── Information given

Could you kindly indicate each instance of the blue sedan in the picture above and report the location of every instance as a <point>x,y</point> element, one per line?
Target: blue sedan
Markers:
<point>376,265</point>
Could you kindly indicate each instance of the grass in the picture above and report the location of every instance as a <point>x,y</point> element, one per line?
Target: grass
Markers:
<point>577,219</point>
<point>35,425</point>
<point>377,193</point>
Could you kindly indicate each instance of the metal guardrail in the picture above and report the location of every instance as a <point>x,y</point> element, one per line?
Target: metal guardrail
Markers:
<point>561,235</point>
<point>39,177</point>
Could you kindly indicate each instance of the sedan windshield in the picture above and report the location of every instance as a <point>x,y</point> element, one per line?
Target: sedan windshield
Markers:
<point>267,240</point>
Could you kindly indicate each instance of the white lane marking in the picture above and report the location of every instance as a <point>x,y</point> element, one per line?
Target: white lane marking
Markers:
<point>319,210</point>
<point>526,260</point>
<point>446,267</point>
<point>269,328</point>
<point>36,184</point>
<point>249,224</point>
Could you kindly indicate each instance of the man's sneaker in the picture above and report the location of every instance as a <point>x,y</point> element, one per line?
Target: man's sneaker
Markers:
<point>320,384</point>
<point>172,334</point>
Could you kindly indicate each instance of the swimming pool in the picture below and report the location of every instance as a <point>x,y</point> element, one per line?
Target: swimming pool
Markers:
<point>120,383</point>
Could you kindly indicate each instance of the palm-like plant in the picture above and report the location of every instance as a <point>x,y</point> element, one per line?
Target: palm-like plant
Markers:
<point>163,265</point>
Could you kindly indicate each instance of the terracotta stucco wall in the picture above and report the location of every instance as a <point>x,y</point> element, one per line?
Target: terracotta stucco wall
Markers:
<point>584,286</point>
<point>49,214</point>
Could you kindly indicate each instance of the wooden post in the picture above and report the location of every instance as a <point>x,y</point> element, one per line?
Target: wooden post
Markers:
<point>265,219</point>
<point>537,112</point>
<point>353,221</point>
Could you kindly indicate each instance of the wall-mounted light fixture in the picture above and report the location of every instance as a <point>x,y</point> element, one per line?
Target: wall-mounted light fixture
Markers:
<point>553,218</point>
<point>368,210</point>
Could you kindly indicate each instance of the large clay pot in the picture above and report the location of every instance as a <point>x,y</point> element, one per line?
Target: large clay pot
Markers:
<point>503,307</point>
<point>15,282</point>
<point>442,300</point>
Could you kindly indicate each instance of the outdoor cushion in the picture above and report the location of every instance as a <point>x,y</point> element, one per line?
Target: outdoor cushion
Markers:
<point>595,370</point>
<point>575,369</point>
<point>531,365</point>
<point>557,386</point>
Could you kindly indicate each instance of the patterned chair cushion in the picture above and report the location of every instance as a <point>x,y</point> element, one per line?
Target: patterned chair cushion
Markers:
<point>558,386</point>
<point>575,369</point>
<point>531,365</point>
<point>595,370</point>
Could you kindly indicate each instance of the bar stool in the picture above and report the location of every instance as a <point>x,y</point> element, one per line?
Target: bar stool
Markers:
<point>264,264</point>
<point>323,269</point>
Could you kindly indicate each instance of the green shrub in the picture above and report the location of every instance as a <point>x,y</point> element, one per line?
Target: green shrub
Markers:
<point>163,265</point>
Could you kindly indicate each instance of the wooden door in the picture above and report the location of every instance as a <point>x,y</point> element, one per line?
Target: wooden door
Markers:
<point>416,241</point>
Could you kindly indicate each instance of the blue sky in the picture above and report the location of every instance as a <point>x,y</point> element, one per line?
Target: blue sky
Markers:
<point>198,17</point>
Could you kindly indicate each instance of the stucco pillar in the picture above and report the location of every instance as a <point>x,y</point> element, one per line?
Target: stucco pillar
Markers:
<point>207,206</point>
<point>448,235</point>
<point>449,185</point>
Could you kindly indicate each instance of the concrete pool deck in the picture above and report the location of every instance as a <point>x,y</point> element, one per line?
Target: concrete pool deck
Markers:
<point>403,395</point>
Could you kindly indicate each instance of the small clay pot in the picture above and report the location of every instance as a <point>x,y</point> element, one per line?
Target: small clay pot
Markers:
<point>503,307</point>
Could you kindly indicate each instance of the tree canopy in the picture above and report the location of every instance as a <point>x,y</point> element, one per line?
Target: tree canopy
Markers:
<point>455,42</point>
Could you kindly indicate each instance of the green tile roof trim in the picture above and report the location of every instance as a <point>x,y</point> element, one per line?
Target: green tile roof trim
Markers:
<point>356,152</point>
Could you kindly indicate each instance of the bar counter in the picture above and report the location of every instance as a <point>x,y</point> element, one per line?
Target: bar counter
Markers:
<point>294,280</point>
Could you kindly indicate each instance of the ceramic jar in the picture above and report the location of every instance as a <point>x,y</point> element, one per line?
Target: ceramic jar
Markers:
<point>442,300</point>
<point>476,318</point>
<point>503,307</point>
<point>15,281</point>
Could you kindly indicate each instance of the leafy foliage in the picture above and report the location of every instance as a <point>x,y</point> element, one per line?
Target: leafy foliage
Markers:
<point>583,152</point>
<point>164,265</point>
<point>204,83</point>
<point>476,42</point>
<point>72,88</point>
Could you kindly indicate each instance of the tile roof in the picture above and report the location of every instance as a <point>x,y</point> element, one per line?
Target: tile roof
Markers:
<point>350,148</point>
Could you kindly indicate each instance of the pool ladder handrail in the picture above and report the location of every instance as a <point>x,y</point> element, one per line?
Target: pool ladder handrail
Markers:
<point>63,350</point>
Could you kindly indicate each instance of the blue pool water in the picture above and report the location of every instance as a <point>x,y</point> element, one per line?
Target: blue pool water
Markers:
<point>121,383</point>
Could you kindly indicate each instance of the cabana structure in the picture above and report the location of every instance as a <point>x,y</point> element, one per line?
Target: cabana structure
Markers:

────

- _Problem_
Rewrite the items from the beginning through the line containing "<point>249,224</point>", changing every "sedan" to "hatchback". Leave all other text in that part exactly the same.

- _Solution for this exercise_
Could you kindly indicate each instance of the blue hatchback in the picture above and report the location of every instance as a <point>x,y</point> element, one per line?
Target: blue hatchback
Markers:
<point>376,265</point>
Could you kindly indicate each instance of the grass in the picture above and report the location of every instance as a <point>x,y</point> element, one per line?
Target: grass
Markers:
<point>577,219</point>
<point>35,425</point>
<point>377,193</point>
Could you kindly indicate each instance of the metal guardrail in the picture above and report the location of every instance as a <point>x,y</point> element, one per line?
Target: metal guardrail
Markers:
<point>561,235</point>
<point>39,177</point>
Could you kindly indicate each instance of the hatchback windshield in the picture above and report the location of every instance as a <point>x,y</point> element, one per line?
Target: hatchback windshield
Markers:
<point>267,240</point>
Could you kindly indicate each instance of the white lane marking in the picture above and report the location of every instance as a <point>x,y</point> element, one per line?
Target: white lane marking
Markers:
<point>319,210</point>
<point>526,260</point>
<point>446,267</point>
<point>269,328</point>
<point>36,184</point>
<point>249,224</point>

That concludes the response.